━━ Rows ━━
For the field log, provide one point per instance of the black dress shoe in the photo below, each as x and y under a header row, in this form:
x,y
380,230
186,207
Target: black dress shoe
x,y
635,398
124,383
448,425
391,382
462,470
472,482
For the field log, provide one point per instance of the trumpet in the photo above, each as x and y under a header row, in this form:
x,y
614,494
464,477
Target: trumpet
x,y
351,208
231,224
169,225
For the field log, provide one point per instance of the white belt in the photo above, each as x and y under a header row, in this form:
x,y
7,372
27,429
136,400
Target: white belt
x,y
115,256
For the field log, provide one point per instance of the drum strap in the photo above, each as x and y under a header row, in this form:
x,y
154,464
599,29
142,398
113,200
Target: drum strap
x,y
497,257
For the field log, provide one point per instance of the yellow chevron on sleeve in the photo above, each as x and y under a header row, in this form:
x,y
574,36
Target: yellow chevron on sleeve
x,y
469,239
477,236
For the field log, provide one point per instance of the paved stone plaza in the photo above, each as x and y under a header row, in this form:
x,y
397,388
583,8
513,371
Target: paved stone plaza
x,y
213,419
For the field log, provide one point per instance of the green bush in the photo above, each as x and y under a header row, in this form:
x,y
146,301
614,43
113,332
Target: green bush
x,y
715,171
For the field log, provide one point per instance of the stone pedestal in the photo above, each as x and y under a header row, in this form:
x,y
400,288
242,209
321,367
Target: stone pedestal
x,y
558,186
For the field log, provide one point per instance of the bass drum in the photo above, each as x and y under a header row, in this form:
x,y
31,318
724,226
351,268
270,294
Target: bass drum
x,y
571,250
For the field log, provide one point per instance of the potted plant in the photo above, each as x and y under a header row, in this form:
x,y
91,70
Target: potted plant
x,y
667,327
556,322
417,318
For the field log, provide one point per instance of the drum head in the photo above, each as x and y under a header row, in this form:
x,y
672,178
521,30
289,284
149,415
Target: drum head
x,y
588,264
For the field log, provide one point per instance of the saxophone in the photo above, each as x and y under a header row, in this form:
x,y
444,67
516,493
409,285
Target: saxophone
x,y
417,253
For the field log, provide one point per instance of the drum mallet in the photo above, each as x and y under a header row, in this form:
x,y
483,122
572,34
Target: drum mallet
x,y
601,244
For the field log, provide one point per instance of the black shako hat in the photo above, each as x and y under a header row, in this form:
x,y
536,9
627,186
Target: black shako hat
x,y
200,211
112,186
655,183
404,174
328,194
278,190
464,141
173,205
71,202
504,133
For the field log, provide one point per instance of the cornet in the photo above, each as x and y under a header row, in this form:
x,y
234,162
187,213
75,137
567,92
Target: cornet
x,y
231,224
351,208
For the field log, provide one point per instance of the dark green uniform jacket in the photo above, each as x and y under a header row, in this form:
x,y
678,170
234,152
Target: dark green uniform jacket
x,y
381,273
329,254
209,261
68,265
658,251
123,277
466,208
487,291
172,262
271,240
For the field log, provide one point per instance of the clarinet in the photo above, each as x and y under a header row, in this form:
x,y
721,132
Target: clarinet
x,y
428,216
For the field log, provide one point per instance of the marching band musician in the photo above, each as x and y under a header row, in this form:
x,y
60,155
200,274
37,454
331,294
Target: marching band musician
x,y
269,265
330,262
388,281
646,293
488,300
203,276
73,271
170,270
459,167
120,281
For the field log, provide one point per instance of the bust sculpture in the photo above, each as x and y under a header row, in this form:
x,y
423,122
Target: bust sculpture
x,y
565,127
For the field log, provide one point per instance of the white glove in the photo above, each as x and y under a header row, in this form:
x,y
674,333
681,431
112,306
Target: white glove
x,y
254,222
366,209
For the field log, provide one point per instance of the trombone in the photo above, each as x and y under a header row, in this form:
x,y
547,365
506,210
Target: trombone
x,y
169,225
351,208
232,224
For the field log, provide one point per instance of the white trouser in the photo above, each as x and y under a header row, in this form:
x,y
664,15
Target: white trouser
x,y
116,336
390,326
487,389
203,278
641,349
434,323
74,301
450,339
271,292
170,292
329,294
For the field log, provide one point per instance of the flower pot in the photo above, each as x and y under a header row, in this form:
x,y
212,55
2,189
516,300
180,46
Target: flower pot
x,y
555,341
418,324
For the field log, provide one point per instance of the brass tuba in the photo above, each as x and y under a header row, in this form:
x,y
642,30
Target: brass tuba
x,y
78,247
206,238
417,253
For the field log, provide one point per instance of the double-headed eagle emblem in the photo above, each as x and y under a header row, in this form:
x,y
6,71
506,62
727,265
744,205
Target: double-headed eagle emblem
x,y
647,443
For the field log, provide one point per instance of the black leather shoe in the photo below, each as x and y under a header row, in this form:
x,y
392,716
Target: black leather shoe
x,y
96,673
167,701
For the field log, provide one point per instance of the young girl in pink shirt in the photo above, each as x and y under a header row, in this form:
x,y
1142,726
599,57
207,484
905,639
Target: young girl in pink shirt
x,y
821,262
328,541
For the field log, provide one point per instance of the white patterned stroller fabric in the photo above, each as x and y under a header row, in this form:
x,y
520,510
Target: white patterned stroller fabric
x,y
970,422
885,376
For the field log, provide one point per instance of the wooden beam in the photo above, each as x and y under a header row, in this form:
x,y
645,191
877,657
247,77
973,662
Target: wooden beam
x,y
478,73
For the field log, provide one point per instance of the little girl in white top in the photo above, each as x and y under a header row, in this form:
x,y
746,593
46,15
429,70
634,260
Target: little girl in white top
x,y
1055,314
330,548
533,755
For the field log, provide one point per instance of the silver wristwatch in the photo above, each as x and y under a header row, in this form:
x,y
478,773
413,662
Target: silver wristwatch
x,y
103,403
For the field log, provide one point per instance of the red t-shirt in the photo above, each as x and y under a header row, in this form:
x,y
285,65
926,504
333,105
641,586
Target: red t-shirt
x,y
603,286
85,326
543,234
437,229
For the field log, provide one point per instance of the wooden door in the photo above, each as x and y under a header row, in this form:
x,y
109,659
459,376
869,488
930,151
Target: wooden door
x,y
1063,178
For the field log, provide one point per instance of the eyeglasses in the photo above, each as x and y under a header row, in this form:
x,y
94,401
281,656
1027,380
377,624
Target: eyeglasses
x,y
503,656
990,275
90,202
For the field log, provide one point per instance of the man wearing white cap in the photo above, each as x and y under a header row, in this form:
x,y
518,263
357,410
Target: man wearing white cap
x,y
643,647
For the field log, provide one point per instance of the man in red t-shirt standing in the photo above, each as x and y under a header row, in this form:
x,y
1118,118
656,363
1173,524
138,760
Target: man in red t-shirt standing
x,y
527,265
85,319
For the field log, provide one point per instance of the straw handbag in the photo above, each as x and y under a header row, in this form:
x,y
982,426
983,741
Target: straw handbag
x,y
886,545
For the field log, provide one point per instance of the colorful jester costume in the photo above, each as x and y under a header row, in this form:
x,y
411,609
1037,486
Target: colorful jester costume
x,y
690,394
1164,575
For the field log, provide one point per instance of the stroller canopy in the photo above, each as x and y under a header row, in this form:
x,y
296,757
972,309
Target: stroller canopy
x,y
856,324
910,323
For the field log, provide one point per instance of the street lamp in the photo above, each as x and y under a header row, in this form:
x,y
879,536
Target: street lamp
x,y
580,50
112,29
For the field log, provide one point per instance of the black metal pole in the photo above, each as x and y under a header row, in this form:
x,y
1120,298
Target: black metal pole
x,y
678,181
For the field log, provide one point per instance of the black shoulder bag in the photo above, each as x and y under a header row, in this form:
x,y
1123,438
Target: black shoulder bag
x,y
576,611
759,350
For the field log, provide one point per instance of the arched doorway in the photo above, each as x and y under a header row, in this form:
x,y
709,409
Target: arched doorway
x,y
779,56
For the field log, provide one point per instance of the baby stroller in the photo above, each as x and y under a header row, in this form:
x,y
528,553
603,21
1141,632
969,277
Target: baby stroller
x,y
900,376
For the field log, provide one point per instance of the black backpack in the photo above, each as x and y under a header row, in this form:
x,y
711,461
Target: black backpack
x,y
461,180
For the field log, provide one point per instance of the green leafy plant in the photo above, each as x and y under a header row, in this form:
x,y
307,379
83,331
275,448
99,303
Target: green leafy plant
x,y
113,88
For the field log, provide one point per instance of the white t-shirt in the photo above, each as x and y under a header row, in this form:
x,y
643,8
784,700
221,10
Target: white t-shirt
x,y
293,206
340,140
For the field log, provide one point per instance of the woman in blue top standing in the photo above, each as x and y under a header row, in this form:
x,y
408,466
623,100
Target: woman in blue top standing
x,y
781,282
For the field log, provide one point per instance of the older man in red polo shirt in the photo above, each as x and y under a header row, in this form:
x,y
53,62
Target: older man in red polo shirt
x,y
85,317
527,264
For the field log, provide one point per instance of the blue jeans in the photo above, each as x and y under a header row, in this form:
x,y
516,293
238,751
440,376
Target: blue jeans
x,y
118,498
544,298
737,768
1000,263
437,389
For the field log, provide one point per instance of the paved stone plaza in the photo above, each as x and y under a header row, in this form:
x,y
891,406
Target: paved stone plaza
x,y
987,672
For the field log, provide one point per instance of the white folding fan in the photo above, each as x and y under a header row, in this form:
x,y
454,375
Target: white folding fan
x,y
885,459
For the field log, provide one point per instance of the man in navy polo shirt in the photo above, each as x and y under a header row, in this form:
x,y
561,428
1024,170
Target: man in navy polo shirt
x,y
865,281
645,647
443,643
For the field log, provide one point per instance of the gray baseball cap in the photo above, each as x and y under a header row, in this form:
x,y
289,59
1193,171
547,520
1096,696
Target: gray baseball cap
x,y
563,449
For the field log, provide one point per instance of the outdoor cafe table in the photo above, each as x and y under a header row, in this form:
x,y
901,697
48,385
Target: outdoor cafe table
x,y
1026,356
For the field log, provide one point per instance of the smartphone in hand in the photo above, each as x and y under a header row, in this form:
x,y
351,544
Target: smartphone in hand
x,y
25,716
━━━
• **Task to complete**
Starting at the line that contains "the white folding", write out every line to the end of the entries, exactly as given.

• **Output of the exercise**
For the field log, provide one point per instance of the white folding fan in the photo above, each as x and y under a header row, in this form:
x,y
454,375
Target: white folding fan
x,y
885,459
For the field log, provide one point per instance of the man in navy polo shirt in the photo above, each as x and y under a header row, in this form:
x,y
561,428
1024,170
Target: man in navy polo shirt
x,y
865,281
645,647
443,643
For the field log, provide one point per instance of the gray baseball cap in the photo above, each as x and y under a header row, in this form:
x,y
289,59
1193,171
547,520
1096,696
Target: gray baseball cap
x,y
563,449
For the field log, provide one point per instance of the outdoor cafe table in the photo above, each as x and y under a header row, in this form:
x,y
901,697
48,385
Target: outdoor cafe table
x,y
1026,356
For the field log, provide one point per instance of the smartphone in hand in the photo above, each as x and y under a header row, in this form:
x,y
351,544
Target: smartphone in hand
x,y
25,716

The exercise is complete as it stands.